And through Generation Indigenous, we’ve worked to connect more of our young people to each other, in one big network of opportunity across the country. So that’s just some of the progress we’ve made together. And we’ve got to keep fighting to the finish line. Even after my time in this office comes to an end, I’m going to be standing alongside you because I believe that, yes, our progress depends in part on who sits in the Oval Office, and whether they’re setting the right priorities, but lasting progress depends on all of us, not just who the President is. It depends on making the decisions that are good and right and just, and our willingness to organize and mobilize and keep pushing for opportunity.

And I’m optimistic that you will continue on the path forward that we’ve set. I’m optimistic that our progress will continue. The young people who I’ve met on this journey, more than anything else, who make me feel optimistic. The students who sang us the Lakota National Anthem and told us about all the obstacles they’ve overcome, and shared with us their dreams for the future. The students at the middle school in Dillingham, Alaska, who taught me a traditional Yup’ik dance. (Laughter.) Well, I can only do it when they’re around, because I’m basically just watching them. They were very patient with me. (Laughter.)

As a young woman named Lindsay Early, of the Comanche Nation in Oklahoma, who earlier this year wrote me a letter to tell me she was actually at a campaign speech I gave in Texas way back in 2008, where I pledged that I’d do my best to represent Native Americans. And Lindsay said in her letter that when she heard my pledge to her people, in the middle of my speech, she screamed as loud as she could from the balcony. And, look, if you’re President and somebody screams, that can mean many things, usually. (Laughter.) Sometimes it’s good, sometimes it’s not so good. But, according to Lindsay, it was good. And I answered back, I hear you girls, and when I’m elected I won’t forget you.

Well, eight years later, Lindsay’s gone on to accomplish some pretty remarkable things. She was raised by a single mom, like me, and didn’t have a lot of money or obvious advantages in life, but she earned a scholarship and graduated from college. Moved back home to help her mom care for her 92-year-old grandmother. She took a job developing a new assisted-living facility, owned and operated by the Comanche Nation. And after that opened, she joined Teach for America. And now she teaches kindergartens in her community by day, and Native America history to students at a tribal college at night. (Applause.)

==================================================

Answer these questions from the speech excerpt:
(a) In what town were the middle school students who taught a traditional Yup’ik dance?
(b) In what year did Lindsay Early attend the campaign speech in Texas?
(c) Which nation is Lindsay Early from?

(Point localization data)
==================================================

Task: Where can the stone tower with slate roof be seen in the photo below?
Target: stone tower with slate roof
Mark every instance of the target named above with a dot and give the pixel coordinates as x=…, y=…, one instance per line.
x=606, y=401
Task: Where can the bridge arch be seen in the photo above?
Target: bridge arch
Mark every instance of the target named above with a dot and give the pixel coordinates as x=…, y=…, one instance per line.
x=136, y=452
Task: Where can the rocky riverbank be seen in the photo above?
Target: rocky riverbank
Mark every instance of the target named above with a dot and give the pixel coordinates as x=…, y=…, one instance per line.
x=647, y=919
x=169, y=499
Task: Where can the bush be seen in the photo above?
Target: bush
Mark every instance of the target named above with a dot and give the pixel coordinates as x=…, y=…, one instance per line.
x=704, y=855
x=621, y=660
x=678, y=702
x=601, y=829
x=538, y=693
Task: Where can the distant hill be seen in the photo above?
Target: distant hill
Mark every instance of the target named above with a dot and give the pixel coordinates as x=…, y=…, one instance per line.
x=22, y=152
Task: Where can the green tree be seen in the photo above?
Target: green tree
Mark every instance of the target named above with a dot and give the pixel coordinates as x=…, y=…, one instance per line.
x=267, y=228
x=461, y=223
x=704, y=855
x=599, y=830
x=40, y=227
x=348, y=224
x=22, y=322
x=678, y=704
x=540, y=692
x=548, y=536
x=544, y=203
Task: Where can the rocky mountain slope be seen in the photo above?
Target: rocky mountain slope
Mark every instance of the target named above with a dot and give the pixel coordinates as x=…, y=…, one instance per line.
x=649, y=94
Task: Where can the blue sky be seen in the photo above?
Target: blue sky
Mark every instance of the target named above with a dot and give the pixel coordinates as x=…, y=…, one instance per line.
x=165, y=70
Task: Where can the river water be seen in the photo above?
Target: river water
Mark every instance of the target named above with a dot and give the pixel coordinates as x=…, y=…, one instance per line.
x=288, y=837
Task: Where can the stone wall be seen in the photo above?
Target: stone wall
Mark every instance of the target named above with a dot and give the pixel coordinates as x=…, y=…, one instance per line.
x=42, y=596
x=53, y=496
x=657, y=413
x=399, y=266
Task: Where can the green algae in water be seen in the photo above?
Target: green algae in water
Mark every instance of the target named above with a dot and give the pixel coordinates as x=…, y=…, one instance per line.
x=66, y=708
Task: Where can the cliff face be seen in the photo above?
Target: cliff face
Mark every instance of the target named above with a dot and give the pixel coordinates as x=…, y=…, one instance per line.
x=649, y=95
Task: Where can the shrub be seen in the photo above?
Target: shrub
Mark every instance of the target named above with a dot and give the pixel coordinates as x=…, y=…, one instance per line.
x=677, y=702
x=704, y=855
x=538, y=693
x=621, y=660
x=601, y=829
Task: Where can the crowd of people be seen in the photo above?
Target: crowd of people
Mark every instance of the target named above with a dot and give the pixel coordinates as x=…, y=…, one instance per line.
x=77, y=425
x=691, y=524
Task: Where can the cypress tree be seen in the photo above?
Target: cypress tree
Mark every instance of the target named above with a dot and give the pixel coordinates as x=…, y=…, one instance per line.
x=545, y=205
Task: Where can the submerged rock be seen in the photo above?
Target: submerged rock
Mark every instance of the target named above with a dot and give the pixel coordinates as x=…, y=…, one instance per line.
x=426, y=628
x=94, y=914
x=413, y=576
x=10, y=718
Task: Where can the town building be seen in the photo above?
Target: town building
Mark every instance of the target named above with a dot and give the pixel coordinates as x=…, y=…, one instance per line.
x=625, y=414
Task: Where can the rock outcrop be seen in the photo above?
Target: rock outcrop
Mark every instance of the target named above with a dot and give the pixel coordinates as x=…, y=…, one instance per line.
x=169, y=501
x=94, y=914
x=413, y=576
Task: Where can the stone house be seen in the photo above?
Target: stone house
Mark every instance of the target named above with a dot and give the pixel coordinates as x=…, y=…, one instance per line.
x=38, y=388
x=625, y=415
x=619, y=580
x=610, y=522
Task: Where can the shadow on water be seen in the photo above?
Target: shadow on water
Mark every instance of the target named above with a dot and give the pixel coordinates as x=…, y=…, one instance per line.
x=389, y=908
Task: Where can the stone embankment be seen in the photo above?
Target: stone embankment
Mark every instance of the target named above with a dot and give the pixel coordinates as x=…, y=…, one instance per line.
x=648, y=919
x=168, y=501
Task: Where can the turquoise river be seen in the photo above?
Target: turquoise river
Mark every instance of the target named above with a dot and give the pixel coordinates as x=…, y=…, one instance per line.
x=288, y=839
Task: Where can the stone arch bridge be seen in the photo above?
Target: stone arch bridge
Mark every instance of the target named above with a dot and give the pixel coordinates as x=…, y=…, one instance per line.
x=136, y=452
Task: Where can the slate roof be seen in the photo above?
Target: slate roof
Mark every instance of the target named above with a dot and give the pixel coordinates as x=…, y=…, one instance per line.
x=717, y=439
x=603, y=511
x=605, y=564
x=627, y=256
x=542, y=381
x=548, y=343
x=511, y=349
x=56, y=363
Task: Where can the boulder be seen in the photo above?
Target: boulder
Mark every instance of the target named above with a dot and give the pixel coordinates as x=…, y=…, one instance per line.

==================================================

Solution for this exercise:
(a) Dillingham, Alaska
(b) 2008
(c) The Comanche Nation in Oklahoma